* WHAT IS REQUIRED:
Please copy, word for word, the line that contains "101H143V110H155L154 87L151 84L143" and every line after it through the end of the records, and nothing more.

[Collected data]

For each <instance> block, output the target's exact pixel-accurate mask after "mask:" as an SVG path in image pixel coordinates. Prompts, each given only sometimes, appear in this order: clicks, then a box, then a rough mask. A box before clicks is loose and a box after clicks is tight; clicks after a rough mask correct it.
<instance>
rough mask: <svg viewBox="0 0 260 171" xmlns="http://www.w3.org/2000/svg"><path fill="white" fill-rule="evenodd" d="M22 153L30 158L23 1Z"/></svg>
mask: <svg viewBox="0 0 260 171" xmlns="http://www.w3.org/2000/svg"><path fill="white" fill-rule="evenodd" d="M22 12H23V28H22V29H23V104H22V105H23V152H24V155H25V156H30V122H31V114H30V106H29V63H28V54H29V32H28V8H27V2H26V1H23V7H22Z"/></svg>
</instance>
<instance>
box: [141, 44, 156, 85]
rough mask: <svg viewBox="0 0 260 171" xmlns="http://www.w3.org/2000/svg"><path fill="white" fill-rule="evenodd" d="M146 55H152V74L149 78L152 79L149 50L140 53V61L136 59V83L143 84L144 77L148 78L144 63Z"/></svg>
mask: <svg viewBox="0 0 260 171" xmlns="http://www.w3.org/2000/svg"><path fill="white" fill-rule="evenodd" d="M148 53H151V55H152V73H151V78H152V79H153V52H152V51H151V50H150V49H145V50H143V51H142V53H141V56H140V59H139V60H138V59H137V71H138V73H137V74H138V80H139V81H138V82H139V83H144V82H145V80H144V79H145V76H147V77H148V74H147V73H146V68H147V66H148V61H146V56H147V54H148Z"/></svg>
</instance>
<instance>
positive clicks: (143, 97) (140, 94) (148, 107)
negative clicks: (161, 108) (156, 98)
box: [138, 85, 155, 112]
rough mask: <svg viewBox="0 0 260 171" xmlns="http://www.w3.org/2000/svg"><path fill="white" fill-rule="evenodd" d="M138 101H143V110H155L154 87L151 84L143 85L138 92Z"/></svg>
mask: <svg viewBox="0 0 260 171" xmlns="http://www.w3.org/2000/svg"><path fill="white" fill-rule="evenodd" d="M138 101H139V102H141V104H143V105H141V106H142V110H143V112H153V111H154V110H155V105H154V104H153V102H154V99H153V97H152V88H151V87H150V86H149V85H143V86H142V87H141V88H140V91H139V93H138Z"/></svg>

* ANSWER SPACE:
rough mask: <svg viewBox="0 0 260 171" xmlns="http://www.w3.org/2000/svg"><path fill="white" fill-rule="evenodd" d="M138 101H143V110H155L154 87L151 84L143 85L138 92Z"/></svg>
mask: <svg viewBox="0 0 260 171" xmlns="http://www.w3.org/2000/svg"><path fill="white" fill-rule="evenodd" d="M138 101H139V102H141V104H143V105H141V106H142V110H143V112H153V111H154V110H155V105H154V104H153V102H154V99H153V97H152V88H151V87H150V86H149V85H143V86H142V87H141V88H140V91H139V93H138Z"/></svg>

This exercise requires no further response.